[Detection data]
· · · · ·
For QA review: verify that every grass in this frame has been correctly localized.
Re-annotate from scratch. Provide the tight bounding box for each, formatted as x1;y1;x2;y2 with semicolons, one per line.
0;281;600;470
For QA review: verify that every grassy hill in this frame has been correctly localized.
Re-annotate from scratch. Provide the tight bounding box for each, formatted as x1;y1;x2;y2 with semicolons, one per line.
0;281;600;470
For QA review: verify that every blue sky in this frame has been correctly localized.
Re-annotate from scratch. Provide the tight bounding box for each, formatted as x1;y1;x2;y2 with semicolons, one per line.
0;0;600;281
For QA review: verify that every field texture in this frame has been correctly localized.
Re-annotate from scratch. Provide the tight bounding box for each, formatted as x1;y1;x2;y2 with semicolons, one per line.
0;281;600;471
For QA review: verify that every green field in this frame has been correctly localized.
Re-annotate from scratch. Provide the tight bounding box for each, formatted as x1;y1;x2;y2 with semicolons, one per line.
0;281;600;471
· · · · ·
### SET PROBLEM
Extract every line of the data above and reproduce each one word for word, keeping the original order.

### OUTPUT FOR THIS EXERCISE
For QA review: verify that every grass in this frame has been correctly localized.
Re-annotate from scratch. Provide the tight bounding box for each, formatted as x1;y1;x2;y2 with semicolons, one per line.
0;281;600;470
For QA review: verify that every grassy hill in this frame has been correctly localized.
Re-annotate from scratch. Provide the tight bounding box for each, formatted as x1;y1;x2;y2 with semicolons, one per line.
0;281;600;470
For QA review: verify that every blue sky in this frame has been correctly localized.
Re-annotate from scratch. Provide the tight bounding box for each, formatted as x1;y1;x2;y2 with semicolons, one per line.
0;0;600;281
For QA review: verify that every field texture in this frame has been correctly localized.
Re-annotate from scratch. Provide the tight bounding box for each, formatted as x1;y1;x2;y2 with semicolons, one per line.
0;281;600;471
For QA review: verify that every green field in this frame has been correctly localized.
Re-annotate from scratch. Provide the tight bounding box for each, formatted as x1;y1;x2;y2 with semicolons, one per line.
0;281;600;471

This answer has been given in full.